Work to be completed: The records beneath should be restated word for word.
(Provided data)
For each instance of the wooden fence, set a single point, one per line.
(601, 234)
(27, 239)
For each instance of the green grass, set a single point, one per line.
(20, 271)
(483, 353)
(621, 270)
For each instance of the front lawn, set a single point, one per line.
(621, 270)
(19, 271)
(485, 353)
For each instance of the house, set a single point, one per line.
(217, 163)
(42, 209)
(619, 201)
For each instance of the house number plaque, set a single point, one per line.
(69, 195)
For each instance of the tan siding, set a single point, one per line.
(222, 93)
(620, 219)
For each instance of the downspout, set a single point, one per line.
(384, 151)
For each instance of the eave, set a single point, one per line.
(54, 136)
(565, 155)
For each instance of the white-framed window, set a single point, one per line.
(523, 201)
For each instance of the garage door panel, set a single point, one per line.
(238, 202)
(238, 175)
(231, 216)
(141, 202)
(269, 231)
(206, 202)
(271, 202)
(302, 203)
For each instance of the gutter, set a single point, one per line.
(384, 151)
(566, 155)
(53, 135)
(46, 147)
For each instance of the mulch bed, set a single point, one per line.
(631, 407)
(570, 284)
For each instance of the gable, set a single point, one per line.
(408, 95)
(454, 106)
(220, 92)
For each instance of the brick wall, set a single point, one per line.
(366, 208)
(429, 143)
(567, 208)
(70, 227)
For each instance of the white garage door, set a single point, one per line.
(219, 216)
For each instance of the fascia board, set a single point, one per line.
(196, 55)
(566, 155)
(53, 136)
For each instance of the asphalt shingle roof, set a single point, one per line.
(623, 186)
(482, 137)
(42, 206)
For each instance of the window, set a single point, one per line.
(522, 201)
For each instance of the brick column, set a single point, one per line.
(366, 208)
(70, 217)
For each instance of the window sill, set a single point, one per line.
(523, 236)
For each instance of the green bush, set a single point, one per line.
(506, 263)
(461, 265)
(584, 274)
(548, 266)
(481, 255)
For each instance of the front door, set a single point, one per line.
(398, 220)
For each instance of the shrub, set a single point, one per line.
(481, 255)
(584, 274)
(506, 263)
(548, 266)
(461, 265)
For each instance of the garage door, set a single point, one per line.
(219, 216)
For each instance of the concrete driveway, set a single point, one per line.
(End Provided data)
Written response:
For each instance of the wooden fence, set a single point, one per line.
(601, 234)
(27, 239)
For each instance of the green grass, set a single point, one per line.
(20, 271)
(483, 353)
(621, 270)
For each instance of the front lawn, set a single point, one per line.
(621, 270)
(19, 271)
(485, 353)
For each instance of the house, set a single point, one per line.
(217, 163)
(42, 209)
(619, 201)
For each instance of the house number plaque, set a single point, one per line.
(69, 195)
For each instance of the tan siding, set a single point, one per line.
(222, 93)
(620, 219)
For each instance of the downspout, set a single point, one per line.
(384, 151)
For each instance of the eave, set a single point, one per line.
(54, 136)
(565, 155)
For each instance of the white-framed window, set a single point, one per line.
(523, 201)
For each instance of the garage door panel, set a single point, one per line.
(238, 202)
(238, 175)
(231, 216)
(141, 202)
(269, 231)
(206, 202)
(271, 202)
(302, 203)
For each instance of the gutter, set a single point, one per line.
(384, 151)
(566, 155)
(53, 135)
(46, 147)
For each instance of the mulch bed, set a single point, one per line.
(631, 407)
(570, 284)
For each instance of the gable, set a single point, one per line.
(408, 95)
(454, 106)
(220, 92)
For each instance of the brick wall, set a single point, one per line.
(366, 208)
(429, 143)
(567, 208)
(70, 227)
For each instance of the white garage door, set a single point, one per line.
(219, 216)
For each instance of the fascia board, set a single point, one per line.
(196, 55)
(566, 155)
(53, 136)
For each instance of the asphalt shingle roof, set a single point, one per line.
(623, 186)
(482, 137)
(42, 206)
For each instance of the window, set a single point, one per line.
(522, 201)
For each instance of the brick column, set a single point, one per line.
(366, 208)
(70, 217)
For each instance of the window sill, set a single point, one per line.
(523, 236)
For each instance of the green bush, set a single point, one per line.
(506, 263)
(461, 265)
(584, 274)
(548, 266)
(481, 255)
For each instance of the front door, set a single point, one per line.
(398, 220)
For each instance of the shrub, set a single point, one per line.
(481, 255)
(584, 274)
(506, 263)
(548, 266)
(461, 265)
For each instance of the garage door, set a single point, one per line.
(219, 216)
For each instance of the concrete driveway, set a single point, one per line.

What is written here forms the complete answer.